**Your task**
Pull out every line below containing the word "Draw".

------------------------------

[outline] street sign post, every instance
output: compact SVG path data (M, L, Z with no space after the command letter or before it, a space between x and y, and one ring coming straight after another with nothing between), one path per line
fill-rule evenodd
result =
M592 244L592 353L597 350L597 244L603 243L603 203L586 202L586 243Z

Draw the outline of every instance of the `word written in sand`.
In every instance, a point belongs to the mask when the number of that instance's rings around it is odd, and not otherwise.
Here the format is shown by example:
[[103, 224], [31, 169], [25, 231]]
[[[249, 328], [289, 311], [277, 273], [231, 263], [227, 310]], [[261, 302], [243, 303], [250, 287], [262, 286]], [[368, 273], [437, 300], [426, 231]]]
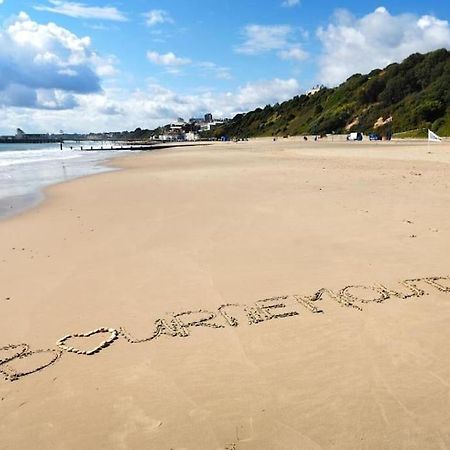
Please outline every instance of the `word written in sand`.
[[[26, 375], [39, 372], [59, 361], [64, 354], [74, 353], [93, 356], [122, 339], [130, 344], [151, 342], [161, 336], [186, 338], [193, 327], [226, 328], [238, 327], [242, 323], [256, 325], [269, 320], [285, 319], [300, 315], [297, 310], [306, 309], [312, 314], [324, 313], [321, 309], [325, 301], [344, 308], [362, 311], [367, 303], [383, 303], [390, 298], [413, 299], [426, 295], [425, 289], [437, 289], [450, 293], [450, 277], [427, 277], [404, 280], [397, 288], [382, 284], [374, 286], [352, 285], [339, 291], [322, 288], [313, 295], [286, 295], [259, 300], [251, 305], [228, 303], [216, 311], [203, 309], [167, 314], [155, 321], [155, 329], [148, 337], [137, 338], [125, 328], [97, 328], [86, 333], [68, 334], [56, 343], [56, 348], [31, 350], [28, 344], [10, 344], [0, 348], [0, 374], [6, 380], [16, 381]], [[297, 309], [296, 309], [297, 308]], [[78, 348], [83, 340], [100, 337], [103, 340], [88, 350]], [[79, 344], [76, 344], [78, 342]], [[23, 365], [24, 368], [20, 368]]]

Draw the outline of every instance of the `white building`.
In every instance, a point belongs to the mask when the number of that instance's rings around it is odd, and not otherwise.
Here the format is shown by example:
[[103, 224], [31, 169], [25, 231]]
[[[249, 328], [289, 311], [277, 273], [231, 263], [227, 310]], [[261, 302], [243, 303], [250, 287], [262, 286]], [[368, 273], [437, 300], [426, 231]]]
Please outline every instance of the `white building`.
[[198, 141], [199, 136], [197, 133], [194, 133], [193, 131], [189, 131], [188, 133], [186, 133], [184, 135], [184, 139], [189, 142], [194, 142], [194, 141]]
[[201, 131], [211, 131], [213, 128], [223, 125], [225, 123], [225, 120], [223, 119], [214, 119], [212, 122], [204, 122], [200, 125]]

------------------------------

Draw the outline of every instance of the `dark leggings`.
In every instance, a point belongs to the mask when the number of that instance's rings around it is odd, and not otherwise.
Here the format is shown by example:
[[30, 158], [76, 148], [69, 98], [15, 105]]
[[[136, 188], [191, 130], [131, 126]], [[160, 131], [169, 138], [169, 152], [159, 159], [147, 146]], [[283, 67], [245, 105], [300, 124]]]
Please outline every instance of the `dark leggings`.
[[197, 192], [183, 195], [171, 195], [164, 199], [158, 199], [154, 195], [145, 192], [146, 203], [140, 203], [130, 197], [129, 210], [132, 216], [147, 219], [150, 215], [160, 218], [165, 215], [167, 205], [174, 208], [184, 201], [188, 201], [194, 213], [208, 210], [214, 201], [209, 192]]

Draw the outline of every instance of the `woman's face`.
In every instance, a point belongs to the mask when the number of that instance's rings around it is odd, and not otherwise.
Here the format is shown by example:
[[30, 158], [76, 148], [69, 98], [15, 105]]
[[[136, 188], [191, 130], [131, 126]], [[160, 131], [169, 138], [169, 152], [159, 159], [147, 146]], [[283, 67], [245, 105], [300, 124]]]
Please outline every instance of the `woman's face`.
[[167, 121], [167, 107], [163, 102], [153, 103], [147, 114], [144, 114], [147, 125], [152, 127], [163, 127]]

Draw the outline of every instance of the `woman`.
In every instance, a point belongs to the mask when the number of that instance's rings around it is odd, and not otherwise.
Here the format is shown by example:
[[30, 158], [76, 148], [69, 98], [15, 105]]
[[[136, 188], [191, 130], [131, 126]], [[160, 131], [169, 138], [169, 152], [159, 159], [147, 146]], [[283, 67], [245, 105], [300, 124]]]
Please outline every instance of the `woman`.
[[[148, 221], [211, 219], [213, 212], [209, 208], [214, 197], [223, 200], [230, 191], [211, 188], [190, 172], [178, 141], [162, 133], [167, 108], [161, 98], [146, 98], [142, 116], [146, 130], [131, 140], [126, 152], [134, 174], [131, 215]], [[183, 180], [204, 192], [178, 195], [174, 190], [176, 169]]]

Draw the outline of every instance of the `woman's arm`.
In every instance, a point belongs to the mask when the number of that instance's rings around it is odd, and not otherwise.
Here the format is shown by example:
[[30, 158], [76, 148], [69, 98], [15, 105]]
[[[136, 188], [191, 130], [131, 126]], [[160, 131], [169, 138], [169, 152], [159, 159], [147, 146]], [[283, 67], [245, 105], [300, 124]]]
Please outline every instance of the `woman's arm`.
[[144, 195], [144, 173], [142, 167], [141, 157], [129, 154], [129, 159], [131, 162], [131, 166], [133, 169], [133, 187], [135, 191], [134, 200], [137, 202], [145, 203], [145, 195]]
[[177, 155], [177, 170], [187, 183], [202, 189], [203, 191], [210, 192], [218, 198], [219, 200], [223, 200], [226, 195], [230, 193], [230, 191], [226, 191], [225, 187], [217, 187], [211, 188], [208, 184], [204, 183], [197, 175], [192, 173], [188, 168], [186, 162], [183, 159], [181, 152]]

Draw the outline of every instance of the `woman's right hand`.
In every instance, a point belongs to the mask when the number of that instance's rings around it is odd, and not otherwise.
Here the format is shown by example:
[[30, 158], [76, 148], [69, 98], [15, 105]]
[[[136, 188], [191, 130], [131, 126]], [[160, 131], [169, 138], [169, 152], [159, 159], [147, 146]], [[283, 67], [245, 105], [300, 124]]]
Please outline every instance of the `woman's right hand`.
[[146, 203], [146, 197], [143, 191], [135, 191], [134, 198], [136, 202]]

------------------------------

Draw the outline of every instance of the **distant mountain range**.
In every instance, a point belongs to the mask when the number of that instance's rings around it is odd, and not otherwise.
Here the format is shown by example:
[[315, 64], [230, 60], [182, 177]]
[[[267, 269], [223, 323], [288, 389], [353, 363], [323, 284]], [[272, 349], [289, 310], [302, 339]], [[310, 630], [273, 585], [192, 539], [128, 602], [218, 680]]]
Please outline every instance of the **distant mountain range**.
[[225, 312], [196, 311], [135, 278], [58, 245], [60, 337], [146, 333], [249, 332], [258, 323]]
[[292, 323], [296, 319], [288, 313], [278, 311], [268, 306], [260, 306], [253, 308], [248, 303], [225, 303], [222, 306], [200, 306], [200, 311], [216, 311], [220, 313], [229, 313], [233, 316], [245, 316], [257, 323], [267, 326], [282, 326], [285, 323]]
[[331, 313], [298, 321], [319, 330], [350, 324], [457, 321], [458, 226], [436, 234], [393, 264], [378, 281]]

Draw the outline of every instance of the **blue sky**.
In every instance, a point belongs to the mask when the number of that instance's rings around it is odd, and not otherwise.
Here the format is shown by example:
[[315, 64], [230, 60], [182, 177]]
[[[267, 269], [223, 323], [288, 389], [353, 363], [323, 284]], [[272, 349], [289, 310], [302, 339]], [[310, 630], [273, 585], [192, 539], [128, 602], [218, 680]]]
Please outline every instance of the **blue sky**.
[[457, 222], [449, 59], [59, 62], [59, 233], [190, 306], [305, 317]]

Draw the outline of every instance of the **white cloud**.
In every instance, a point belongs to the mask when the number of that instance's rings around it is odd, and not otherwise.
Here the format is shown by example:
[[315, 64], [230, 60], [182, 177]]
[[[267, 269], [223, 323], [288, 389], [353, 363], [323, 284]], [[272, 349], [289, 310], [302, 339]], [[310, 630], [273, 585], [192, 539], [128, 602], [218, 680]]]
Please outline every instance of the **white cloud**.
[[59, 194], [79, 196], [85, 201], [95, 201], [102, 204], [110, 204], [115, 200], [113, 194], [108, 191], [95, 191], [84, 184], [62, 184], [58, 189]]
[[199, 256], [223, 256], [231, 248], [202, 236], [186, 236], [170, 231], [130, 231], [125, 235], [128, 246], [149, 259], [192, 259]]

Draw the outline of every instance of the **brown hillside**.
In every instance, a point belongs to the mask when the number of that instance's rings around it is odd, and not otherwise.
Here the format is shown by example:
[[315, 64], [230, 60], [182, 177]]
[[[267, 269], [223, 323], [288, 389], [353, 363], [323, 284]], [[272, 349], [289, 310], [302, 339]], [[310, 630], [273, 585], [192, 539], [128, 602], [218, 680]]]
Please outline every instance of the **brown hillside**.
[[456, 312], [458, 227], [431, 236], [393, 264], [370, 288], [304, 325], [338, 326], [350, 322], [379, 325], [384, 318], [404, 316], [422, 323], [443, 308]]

------------------------------

**Reply to the task**
Draw the outline of every instance of the `word written in sand`.
Draw the outline of every instance of the `white building`.
Draw the outline of every instance of the `dark leggings`.
Draw the outline of every instance of the `woman's face`.
Draw the outline of every instance of the `woman`.
Draw the outline of every instance of the `woman's arm`.
Draw the outline of every instance of the `woman's right hand`.
Draw the outline of every instance of the **distant mountain range**.
Draw the outline of every instance of the **blue sky**.
Draw the outline of every instance of the **white cloud**.
Draw the outline of every instance of the **brown hillside**.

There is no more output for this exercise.